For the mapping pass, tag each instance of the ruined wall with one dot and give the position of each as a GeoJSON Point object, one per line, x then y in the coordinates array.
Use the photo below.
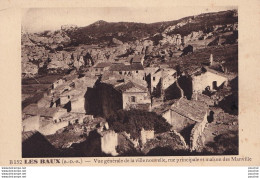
{"type": "Point", "coordinates": [196, 133]}
{"type": "Point", "coordinates": [202, 81]}
{"type": "Point", "coordinates": [146, 135]}
{"type": "Point", "coordinates": [111, 99]}
{"type": "Point", "coordinates": [140, 98]}
{"type": "Point", "coordinates": [155, 79]}
{"type": "Point", "coordinates": [177, 121]}
{"type": "Point", "coordinates": [51, 128]}
{"type": "Point", "coordinates": [78, 105]}
{"type": "Point", "coordinates": [109, 142]}
{"type": "Point", "coordinates": [31, 123]}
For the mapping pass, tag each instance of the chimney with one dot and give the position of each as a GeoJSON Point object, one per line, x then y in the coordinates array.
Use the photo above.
{"type": "Point", "coordinates": [211, 59]}
{"type": "Point", "coordinates": [196, 96]}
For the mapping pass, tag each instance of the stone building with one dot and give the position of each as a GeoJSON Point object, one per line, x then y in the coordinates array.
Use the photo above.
{"type": "Point", "coordinates": [101, 67]}
{"type": "Point", "coordinates": [45, 120]}
{"type": "Point", "coordinates": [209, 79]}
{"type": "Point", "coordinates": [134, 70]}
{"type": "Point", "coordinates": [162, 82]}
{"type": "Point", "coordinates": [113, 94]}
{"type": "Point", "coordinates": [188, 117]}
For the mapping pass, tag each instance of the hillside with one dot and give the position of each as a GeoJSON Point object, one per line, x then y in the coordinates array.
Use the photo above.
{"type": "Point", "coordinates": [55, 52]}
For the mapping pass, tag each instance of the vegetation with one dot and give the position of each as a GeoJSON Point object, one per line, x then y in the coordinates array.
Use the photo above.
{"type": "Point", "coordinates": [134, 120]}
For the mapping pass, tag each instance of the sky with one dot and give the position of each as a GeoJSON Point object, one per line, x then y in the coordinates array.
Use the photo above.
{"type": "Point", "coordinates": [40, 19]}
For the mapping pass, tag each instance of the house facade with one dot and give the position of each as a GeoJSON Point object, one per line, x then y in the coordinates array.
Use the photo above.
{"type": "Point", "coordinates": [99, 68]}
{"type": "Point", "coordinates": [210, 79]}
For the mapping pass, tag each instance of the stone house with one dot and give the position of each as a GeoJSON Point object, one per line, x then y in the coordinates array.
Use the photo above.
{"type": "Point", "coordinates": [114, 94]}
{"type": "Point", "coordinates": [101, 67]}
{"type": "Point", "coordinates": [188, 117]}
{"type": "Point", "coordinates": [136, 59]}
{"type": "Point", "coordinates": [53, 114]}
{"type": "Point", "coordinates": [45, 120]}
{"type": "Point", "coordinates": [57, 83]}
{"type": "Point", "coordinates": [209, 79]}
{"type": "Point", "coordinates": [146, 135]}
{"type": "Point", "coordinates": [134, 70]}
{"type": "Point", "coordinates": [162, 81]}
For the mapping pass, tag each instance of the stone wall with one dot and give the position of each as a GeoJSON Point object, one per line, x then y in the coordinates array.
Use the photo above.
{"type": "Point", "coordinates": [109, 142]}
{"type": "Point", "coordinates": [146, 135]}
{"type": "Point", "coordinates": [52, 128]}
{"type": "Point", "coordinates": [196, 133]}
{"type": "Point", "coordinates": [204, 80]}
{"type": "Point", "coordinates": [31, 123]}
{"type": "Point", "coordinates": [177, 121]}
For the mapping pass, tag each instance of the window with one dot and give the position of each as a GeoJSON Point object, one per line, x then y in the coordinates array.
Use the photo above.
{"type": "Point", "coordinates": [133, 98]}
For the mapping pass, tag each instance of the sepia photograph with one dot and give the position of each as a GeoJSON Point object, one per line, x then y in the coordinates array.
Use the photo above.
{"type": "Point", "coordinates": [129, 81]}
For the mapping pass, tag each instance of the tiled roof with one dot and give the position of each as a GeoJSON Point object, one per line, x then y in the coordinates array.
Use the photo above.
{"type": "Point", "coordinates": [125, 86]}
{"type": "Point", "coordinates": [137, 59]}
{"type": "Point", "coordinates": [33, 110]}
{"type": "Point", "coordinates": [191, 109]}
{"type": "Point", "coordinates": [27, 135]}
{"type": "Point", "coordinates": [102, 65]}
{"type": "Point", "coordinates": [123, 67]}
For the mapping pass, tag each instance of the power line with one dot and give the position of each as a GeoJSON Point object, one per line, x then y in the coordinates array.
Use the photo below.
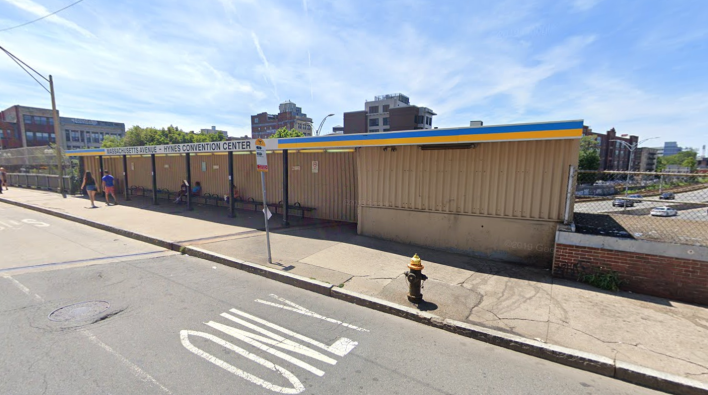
{"type": "Point", "coordinates": [39, 19]}
{"type": "Point", "coordinates": [15, 57]}
{"type": "Point", "coordinates": [21, 63]}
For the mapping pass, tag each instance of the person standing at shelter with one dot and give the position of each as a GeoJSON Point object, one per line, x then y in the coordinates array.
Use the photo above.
{"type": "Point", "coordinates": [109, 188]}
{"type": "Point", "coordinates": [90, 185]}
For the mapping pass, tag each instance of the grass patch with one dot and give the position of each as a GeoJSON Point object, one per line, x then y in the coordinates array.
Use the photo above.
{"type": "Point", "coordinates": [602, 278]}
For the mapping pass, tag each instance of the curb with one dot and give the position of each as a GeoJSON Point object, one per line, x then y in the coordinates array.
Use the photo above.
{"type": "Point", "coordinates": [565, 356]}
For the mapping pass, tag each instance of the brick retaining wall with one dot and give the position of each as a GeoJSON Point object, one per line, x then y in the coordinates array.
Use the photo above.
{"type": "Point", "coordinates": [664, 276]}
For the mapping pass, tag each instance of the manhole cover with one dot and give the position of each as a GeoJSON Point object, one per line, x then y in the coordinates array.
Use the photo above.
{"type": "Point", "coordinates": [79, 311]}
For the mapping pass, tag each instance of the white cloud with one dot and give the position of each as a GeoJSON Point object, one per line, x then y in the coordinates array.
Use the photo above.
{"type": "Point", "coordinates": [584, 5]}
{"type": "Point", "coordinates": [40, 11]}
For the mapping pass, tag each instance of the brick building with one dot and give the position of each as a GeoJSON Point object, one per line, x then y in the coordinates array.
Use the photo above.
{"type": "Point", "coordinates": [387, 113]}
{"type": "Point", "coordinates": [264, 125]}
{"type": "Point", "coordinates": [34, 127]}
{"type": "Point", "coordinates": [613, 154]}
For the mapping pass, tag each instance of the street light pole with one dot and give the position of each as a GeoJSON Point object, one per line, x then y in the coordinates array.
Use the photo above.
{"type": "Point", "coordinates": [322, 123]}
{"type": "Point", "coordinates": [58, 138]}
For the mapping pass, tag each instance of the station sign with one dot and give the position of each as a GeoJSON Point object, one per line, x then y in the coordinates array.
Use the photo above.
{"type": "Point", "coordinates": [216, 146]}
{"type": "Point", "coordinates": [261, 158]}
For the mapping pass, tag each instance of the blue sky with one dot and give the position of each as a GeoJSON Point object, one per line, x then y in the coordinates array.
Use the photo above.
{"type": "Point", "coordinates": [636, 65]}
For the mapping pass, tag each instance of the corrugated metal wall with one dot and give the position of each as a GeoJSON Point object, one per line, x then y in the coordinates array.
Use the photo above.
{"type": "Point", "coordinates": [332, 190]}
{"type": "Point", "coordinates": [526, 179]}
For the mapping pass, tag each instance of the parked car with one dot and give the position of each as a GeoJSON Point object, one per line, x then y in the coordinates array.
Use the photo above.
{"type": "Point", "coordinates": [638, 197]}
{"type": "Point", "coordinates": [663, 212]}
{"type": "Point", "coordinates": [622, 203]}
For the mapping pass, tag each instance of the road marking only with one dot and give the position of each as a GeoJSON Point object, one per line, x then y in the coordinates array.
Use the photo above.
{"type": "Point", "coordinates": [266, 338]}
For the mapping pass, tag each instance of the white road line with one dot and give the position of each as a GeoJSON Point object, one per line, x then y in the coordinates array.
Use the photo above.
{"type": "Point", "coordinates": [299, 309]}
{"type": "Point", "coordinates": [139, 373]}
{"type": "Point", "coordinates": [280, 341]}
{"type": "Point", "coordinates": [297, 385]}
{"type": "Point", "coordinates": [246, 337]}
{"type": "Point", "coordinates": [23, 288]}
{"type": "Point", "coordinates": [340, 348]}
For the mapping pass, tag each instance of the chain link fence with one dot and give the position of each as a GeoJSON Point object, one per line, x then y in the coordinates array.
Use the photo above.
{"type": "Point", "coordinates": [37, 167]}
{"type": "Point", "coordinates": [668, 207]}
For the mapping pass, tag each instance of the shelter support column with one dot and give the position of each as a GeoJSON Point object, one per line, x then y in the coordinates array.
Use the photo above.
{"type": "Point", "coordinates": [188, 161]}
{"type": "Point", "coordinates": [285, 188]}
{"type": "Point", "coordinates": [125, 177]}
{"type": "Point", "coordinates": [232, 202]}
{"type": "Point", "coordinates": [154, 180]}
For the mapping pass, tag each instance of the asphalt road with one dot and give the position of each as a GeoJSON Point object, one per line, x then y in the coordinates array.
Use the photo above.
{"type": "Point", "coordinates": [605, 206]}
{"type": "Point", "coordinates": [85, 312]}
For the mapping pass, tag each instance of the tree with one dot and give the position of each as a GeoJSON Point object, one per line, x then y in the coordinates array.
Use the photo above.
{"type": "Point", "coordinates": [284, 132]}
{"type": "Point", "coordinates": [589, 159]}
{"type": "Point", "coordinates": [112, 142]}
{"type": "Point", "coordinates": [137, 136]}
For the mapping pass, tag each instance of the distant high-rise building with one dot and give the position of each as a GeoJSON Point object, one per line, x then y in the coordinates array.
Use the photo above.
{"type": "Point", "coordinates": [214, 131]}
{"type": "Point", "coordinates": [613, 154]}
{"type": "Point", "coordinates": [388, 113]}
{"type": "Point", "coordinates": [264, 125]}
{"type": "Point", "coordinates": [671, 148]}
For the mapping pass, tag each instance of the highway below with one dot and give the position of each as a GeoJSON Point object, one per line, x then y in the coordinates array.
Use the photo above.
{"type": "Point", "coordinates": [85, 311]}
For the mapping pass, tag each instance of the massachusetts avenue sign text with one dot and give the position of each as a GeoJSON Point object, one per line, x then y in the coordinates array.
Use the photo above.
{"type": "Point", "coordinates": [219, 146]}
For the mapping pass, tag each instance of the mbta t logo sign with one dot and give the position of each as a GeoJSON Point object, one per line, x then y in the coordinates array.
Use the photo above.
{"type": "Point", "coordinates": [261, 159]}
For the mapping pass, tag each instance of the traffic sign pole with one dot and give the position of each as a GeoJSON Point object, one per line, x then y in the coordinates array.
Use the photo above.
{"type": "Point", "coordinates": [262, 167]}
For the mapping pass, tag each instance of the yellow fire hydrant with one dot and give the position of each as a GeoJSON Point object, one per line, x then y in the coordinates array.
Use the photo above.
{"type": "Point", "coordinates": [415, 279]}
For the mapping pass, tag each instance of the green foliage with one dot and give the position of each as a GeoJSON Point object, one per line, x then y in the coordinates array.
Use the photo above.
{"type": "Point", "coordinates": [589, 159]}
{"type": "Point", "coordinates": [284, 132]}
{"type": "Point", "coordinates": [684, 158]}
{"type": "Point", "coordinates": [137, 136]}
{"type": "Point", "coordinates": [602, 278]}
{"type": "Point", "coordinates": [112, 142]}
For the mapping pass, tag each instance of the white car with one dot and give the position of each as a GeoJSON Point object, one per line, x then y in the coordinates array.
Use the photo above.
{"type": "Point", "coordinates": [663, 212]}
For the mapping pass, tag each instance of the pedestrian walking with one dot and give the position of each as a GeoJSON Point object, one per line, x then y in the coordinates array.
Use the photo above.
{"type": "Point", "coordinates": [3, 179]}
{"type": "Point", "coordinates": [90, 185]}
{"type": "Point", "coordinates": [109, 188]}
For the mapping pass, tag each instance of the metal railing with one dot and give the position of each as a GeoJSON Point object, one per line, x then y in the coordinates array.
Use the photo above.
{"type": "Point", "coordinates": [668, 207]}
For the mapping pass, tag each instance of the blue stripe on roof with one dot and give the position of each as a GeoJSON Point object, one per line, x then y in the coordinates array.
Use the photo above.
{"type": "Point", "coordinates": [439, 132]}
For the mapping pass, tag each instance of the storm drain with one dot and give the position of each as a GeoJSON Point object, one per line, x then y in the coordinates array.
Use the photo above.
{"type": "Point", "coordinates": [79, 311]}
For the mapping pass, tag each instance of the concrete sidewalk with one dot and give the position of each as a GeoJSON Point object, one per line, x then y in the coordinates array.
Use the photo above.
{"type": "Point", "coordinates": [651, 332]}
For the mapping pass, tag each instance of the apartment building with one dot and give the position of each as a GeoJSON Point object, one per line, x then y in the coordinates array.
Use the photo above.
{"type": "Point", "coordinates": [387, 113]}
{"type": "Point", "coordinates": [290, 116]}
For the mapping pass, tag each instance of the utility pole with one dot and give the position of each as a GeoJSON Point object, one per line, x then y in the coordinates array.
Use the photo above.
{"type": "Point", "coordinates": [58, 138]}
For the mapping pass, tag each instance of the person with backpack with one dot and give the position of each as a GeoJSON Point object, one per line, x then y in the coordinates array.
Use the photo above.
{"type": "Point", "coordinates": [109, 188]}
{"type": "Point", "coordinates": [90, 185]}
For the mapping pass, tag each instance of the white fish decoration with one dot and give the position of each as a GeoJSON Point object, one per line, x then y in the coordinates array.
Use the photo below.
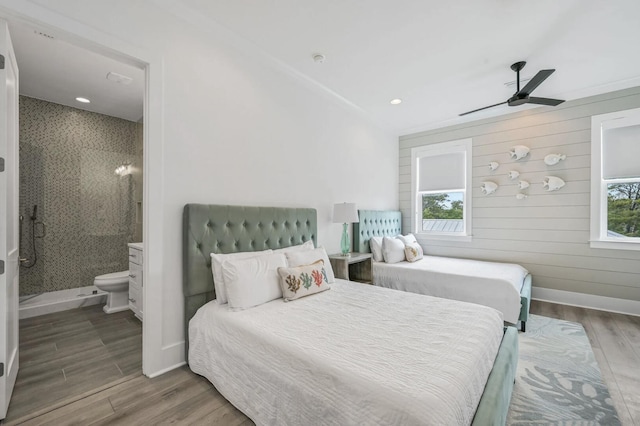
{"type": "Point", "coordinates": [553, 159]}
{"type": "Point", "coordinates": [552, 183]}
{"type": "Point", "coordinates": [488, 187]}
{"type": "Point", "coordinates": [519, 151]}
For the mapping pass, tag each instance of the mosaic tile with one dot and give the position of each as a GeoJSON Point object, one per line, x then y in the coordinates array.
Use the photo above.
{"type": "Point", "coordinates": [68, 159]}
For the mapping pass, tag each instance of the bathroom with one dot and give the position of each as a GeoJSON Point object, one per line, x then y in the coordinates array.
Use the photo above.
{"type": "Point", "coordinates": [80, 200]}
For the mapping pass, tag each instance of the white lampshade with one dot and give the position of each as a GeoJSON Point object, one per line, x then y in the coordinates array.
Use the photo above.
{"type": "Point", "coordinates": [345, 213]}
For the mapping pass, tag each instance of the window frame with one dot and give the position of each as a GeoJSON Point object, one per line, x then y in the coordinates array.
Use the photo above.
{"type": "Point", "coordinates": [442, 148]}
{"type": "Point", "coordinates": [599, 185]}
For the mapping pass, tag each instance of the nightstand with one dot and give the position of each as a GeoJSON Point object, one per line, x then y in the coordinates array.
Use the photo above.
{"type": "Point", "coordinates": [356, 267]}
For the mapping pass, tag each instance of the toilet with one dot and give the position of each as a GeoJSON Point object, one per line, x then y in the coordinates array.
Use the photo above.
{"type": "Point", "coordinates": [116, 284]}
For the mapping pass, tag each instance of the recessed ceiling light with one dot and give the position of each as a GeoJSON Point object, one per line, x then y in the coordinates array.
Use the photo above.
{"type": "Point", "coordinates": [318, 58]}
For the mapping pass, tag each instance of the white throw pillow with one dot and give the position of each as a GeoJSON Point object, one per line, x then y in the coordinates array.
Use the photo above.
{"type": "Point", "coordinates": [392, 250]}
{"type": "Point", "coordinates": [253, 281]}
{"type": "Point", "coordinates": [407, 239]}
{"type": "Point", "coordinates": [413, 252]}
{"type": "Point", "coordinates": [303, 280]}
{"type": "Point", "coordinates": [300, 247]}
{"type": "Point", "coordinates": [216, 268]}
{"type": "Point", "coordinates": [298, 258]}
{"type": "Point", "coordinates": [375, 243]}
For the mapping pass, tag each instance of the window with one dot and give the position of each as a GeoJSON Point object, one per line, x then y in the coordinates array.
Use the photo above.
{"type": "Point", "coordinates": [615, 180]}
{"type": "Point", "coordinates": [441, 190]}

* * * * *

■ What the task asks ■
Return, word for word, each line from the line that contains "For the mapping pass, tag each instance of the recessed" to the end of the listing above; include both end lines and nothing else.

■ Finished answer ■
For the mapping pass, tag each instance of the recessed ceiling light with one dot and give the position of each as a GeoJSON Point object, one per line, x then y in the coordinates array.
Use the photo above.
{"type": "Point", "coordinates": [318, 58]}
For the mapping pass, tag each instance of the white throw pillow with one dot and give the position of each as a GeoJSON Point object, one per line, x then y in the coordinates array.
Use the photo above.
{"type": "Point", "coordinates": [392, 250]}
{"type": "Point", "coordinates": [253, 281]}
{"type": "Point", "coordinates": [407, 239]}
{"type": "Point", "coordinates": [413, 252]}
{"type": "Point", "coordinates": [303, 280]}
{"type": "Point", "coordinates": [300, 247]}
{"type": "Point", "coordinates": [216, 268]}
{"type": "Point", "coordinates": [298, 258]}
{"type": "Point", "coordinates": [375, 243]}
For the mapping pass, tag each instance of the window with one dot and give the position of each as a GeoJSON Point object, one per line, x then y in the coordinates array.
Use the photo above.
{"type": "Point", "coordinates": [615, 180]}
{"type": "Point", "coordinates": [441, 190]}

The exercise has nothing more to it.